* [GIVEN REQUEST]: Convert the part that opens with the line containing "Each instance receives one keypoint. Mark the bare" and closes with the line containing "Each instance receives one keypoint. Mark the sweater", both lines included, into a JSON list of strings with one string per line and any blank lines omitted. Convert only those rows.

* [EXERCISE INPUTS]:
★ ★ ★
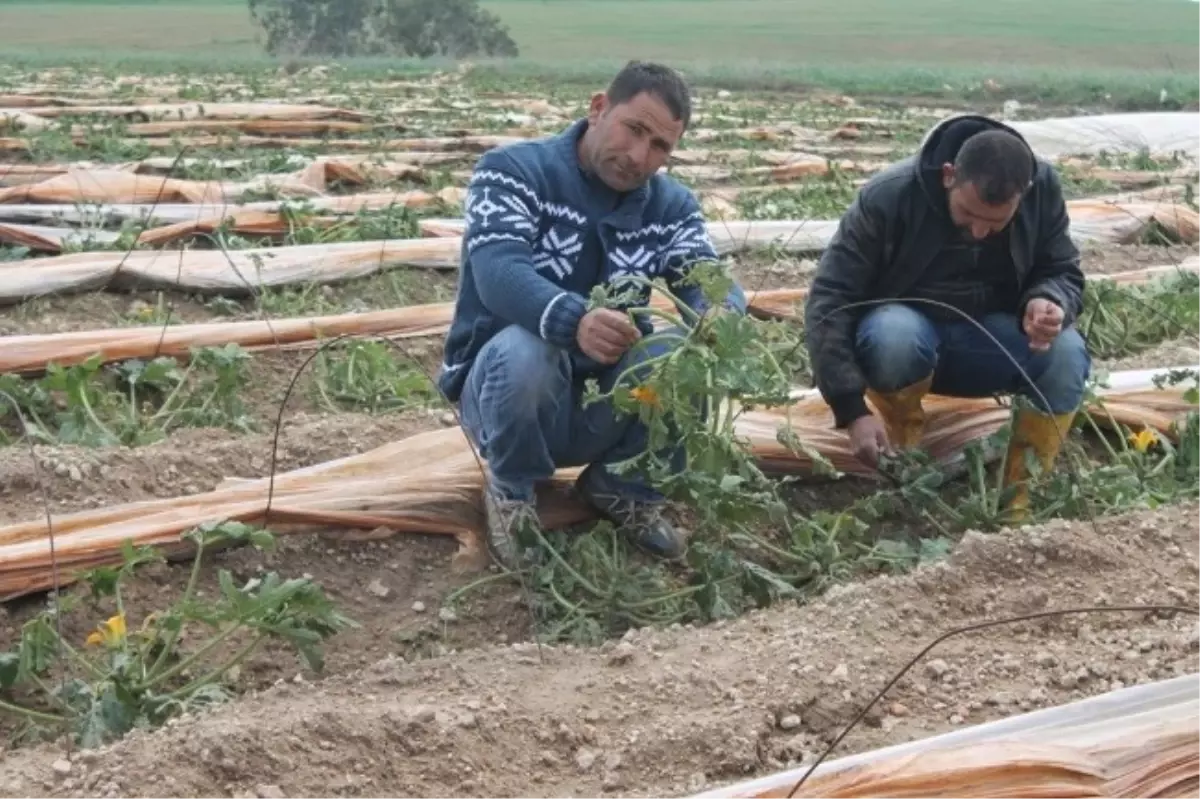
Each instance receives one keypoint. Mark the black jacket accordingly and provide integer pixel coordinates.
★ ★ ★
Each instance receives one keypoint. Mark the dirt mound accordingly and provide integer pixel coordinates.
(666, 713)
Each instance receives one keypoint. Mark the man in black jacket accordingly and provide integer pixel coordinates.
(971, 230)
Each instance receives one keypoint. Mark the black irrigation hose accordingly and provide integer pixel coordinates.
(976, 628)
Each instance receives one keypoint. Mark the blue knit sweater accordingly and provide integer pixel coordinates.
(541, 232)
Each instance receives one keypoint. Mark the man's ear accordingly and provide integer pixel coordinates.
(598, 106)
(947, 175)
★ ★ ★
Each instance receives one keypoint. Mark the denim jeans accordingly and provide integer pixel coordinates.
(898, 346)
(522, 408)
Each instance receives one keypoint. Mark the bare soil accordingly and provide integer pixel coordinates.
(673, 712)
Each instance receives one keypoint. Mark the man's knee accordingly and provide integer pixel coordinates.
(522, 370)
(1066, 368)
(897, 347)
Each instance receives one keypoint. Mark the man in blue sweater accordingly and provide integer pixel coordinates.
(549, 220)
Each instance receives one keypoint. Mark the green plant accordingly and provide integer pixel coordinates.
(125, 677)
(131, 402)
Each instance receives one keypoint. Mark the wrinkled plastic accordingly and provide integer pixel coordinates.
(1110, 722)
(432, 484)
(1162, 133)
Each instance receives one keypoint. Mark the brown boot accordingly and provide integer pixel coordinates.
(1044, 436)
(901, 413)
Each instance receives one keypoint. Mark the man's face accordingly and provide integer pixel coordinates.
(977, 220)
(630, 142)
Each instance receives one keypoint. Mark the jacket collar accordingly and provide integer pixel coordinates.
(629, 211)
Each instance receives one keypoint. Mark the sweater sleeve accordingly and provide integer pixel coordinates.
★ ★ ★
* [FINAL RESULT]:
[
  "Each instance receives one keypoint. Mark the bare soil accordingly and provide integer pixel coordinates.",
  "(673, 712)",
  "Each instance receives one keypoint. Mark the man's knee accordingly and provide integer pixel coordinates.",
  "(522, 370)",
  "(1066, 368)",
  "(897, 347)",
  "Each instance receives one keypoint. Mark the man in blue sweater accordingly and provide integer pixel coordinates.",
  "(549, 220)",
  "Each instance receives one keypoint. Mark the green plant accordingly and provide integer pixel coordinates.",
  "(125, 677)",
  "(131, 402)",
  "Each instance receives one keypoint. Mark the wrinkled plastic accordingly and provide integer pixel coordinates.",
  "(1110, 722)",
  "(432, 484)",
  "(1162, 133)",
  "Each instance receives one keypoint. Mark the brown boot accordingly and provide integer pixel coordinates.",
  "(1044, 436)",
  "(901, 413)",
  "Each instance receives one keypoint. Mark the man's face accordingly and provide integer pixel coordinates.",
  "(977, 220)",
  "(630, 142)",
  "Each instance receives one keypoint. Mark the jacket collar accordingly and provide integer pixel coordinates.",
  "(629, 211)",
  "Each instance receives one keypoint. Mark the sweater sleeve accordingly and provide integer pixel coordinates."
]